** START OF Task material **

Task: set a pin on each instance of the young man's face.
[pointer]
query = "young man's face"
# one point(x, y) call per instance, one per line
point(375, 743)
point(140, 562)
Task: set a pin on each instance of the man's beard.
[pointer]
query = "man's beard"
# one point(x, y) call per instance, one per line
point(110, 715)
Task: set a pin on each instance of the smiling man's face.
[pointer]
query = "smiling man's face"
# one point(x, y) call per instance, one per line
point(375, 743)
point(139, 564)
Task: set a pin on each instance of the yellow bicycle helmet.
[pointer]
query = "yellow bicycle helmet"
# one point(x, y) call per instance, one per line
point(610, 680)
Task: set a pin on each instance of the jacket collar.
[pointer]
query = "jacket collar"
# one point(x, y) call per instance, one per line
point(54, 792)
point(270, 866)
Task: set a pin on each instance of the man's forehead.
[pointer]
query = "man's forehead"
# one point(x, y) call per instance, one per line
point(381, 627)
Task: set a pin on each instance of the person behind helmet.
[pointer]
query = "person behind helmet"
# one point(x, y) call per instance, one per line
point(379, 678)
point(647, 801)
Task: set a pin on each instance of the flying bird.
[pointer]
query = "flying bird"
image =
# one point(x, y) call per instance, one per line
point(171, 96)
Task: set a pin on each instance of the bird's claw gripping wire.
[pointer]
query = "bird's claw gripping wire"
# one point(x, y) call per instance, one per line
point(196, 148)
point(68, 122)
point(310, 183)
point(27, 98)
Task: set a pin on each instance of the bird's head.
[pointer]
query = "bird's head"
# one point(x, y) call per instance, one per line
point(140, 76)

** END OF Task material **

— Objective —
Write out exactly the lines from the line holding "Task: set a pin on each instance of the jacket" through the last line of the data, and nothing besides those lines.

— Exercise result —
Task: set a pin on each instance of the jacket collar.
[pointer]
query = "jacket collar"
# one point(x, y) call per instance, one per line
point(54, 792)
point(270, 866)
Task: set a pin on each instance of the man's forehead.
[pointer]
query = "man's forehead"
# one point(x, y) call per instance, one per line
point(381, 627)
Task: set a pin on each instance of the person behind helmet.
[pointer]
query = "person behind helmet"
# one point(x, y) call per instance, one per line
point(379, 678)
point(647, 801)
Task: set a pin on each instance of the flying bird.
[pointer]
query = "flying bird"
image =
# one point(x, y) call per instance, one per line
point(171, 96)
Task: set a pin on each instance of the bird's claw gripping wire.
[pointer]
query = "bird's claw gripping wire"
# one point(x, y) call per instance, one per line
point(196, 148)
point(68, 122)
point(310, 183)
point(27, 98)
Task: set a pin on each instance of the bird's head.
[pointer]
query = "bird's head"
# one point(x, y) call per instance, one per line
point(140, 76)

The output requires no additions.